# [EXTRAIT DU DOCUMENT]

--

« Anthropocène, effondrement, adaptation, résilience » : un cadre d’analyse et d’action à mettre au service d’une vision engageante de l’avenir.

Pour appréhender les changements globaux (CG) en cours, de nouveaux concepts ont vu le jour ces dernières années : anthropocène et effondrement, adaptation et résilience. D’origines différentes, largement débattus, ces concepts fondés tous sur l’idée de risque posent fondamentalement la question de leur contribution d’ensemble à l’édification d’une vision engageante de l’avenir.

La notion d’anthropocène tout d’abord signifie que l’activité humaine liée à l’ère industrielle agit aujourd’hui au niveau d’une force géologique. Par son empreinte, cette activité modifie le monde. Les transformations planétaires enclenchées sont rapides, accélérées et cumulatives. Issue des sciences géologiques, l’anthropocène ouvre sur les sciences de la terre et de la nature dans leur ensemble : terre, climat et vivant sont intimement liés dans leur histoire. Elle ouvre aussi sur les sciences de l’Homme (anthropologie en particulier). L’anthropocène recouvre ainsi les questions du changement climatique, de la biodiversité et des relations de l’homme à la nature.

La notion d’anthropocène génère deux conséquences majeures :

– elle bouleverse notre référentiel de connaissances conventionnelles pour y intégrer en force les interactions qui se produisent entre humains et non-humains.

– elle manifeste une moindre habitabilité croissante du monde, par effet en retour sur l’homme de son empreinte sur l’environnement.

Associée à la trajectoire actuelle de l’humanité, l’effondrement est une notion qui s’est affirmée plus récemment, par exemple en matière de biodiversité. Elle traduit les conséquences désastreuses, c’est-à-dire à la fois dommageables et irrémédiables, d’une inertie des sociétés industrielles à reconsidérer leurs valeurs fondamentales pour tenir compte de … l’anthropocène.

--

# [DONNÉES EXTRAITES]
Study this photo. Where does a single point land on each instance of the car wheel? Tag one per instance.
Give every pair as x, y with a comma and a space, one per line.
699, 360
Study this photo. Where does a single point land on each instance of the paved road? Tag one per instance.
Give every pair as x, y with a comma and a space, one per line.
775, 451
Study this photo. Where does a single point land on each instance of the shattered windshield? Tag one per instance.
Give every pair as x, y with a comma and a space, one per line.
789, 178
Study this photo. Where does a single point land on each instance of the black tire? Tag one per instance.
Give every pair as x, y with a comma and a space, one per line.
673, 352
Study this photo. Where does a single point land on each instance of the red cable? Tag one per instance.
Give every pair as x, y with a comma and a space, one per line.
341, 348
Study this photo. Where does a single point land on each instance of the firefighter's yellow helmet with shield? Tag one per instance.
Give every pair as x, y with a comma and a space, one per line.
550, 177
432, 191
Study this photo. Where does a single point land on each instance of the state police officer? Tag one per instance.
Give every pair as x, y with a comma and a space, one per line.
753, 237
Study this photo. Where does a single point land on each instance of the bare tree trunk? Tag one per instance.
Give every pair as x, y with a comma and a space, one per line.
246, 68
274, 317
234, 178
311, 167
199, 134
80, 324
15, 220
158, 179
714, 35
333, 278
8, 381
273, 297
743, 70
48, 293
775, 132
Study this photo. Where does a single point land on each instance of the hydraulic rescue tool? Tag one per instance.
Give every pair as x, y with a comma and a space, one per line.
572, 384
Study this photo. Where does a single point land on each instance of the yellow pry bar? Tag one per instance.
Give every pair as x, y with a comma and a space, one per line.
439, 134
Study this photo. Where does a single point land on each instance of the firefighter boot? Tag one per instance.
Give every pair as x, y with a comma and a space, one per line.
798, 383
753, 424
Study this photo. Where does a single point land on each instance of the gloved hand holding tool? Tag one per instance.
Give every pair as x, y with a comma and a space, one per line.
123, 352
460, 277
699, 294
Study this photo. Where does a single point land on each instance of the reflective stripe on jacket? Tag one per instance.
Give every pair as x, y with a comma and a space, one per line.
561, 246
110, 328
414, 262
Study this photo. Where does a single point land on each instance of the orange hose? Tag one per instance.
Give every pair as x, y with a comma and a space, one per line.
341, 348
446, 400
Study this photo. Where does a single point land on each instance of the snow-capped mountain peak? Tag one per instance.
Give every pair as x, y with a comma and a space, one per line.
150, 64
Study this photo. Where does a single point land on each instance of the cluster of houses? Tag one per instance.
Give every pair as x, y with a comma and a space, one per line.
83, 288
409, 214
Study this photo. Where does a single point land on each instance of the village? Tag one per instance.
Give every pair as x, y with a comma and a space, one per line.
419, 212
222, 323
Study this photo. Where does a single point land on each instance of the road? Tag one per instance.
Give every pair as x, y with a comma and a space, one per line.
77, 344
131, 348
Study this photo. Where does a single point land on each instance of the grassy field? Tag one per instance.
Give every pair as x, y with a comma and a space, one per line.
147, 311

--

# [SÉRIE D'EXERCICES]
1. D'après le texte sur l'anthropocène, de quelles sciences la notion d'anthropocène est-elle issue ?
2. Rédigez la suite du texte sur l'anthropocène à partir de sa dernière phrase.
Les enregistrements n'ont aucun lien avec le texte sur l'anthropocène.

# [RÉPONSES PAR EXERCICE]
1. Des sciences géologiques.

2.
Cette notion recouvre des possibles effets en cascade ou emballements, liés à la convergence de différentes crises : écologiques, énergétiques, sociales, etc. ; configuration défavorable qui pourrait pour certains conduire à … un effondrement global. Intégrant ainsi « le pire scénario possible » auquel l’humanité est exposée du fait des CG en cours, l’effondrement est devenue la référence des lanceurs d’alerte et souvent de ceux qui adoptent des modes de vie radicalement alternatifs.

La notion d’adaptation est spécifiquement invoquée pour répondre aux conséquences inéluctables du changement climatique. Elle est héritée de la réduction de la vulnérabilité aux risques naturels. La place de ce principe directeur s’est affirmée dans la prévention des catastrophes à la suite de l’ouragan Katrina ayant affecté la Nouvelle-Orléans en août 2005. A la suite de ce désastre, il est apparu évident aux yeux de tous que prévenir la catastrophe ne pouvait se faire sans prendre en compte l’ensemble des vulnérabilités d’un territoire : organisationnelle et structurelle, sociale, économique et environnementale… comme les relations qui existent entre ces vulnérabilités de différents types.

S’adapter signifie par conséquent réduire sa vulnérabilité aux agents climatiques – tant par exemple une sécheresse qu’une inondation – en agissant simultanément sur les différents aspects précités. L’adaptation ne dispense pas, bien au contraire, d’agir pour réduire l’empreinte environnementale.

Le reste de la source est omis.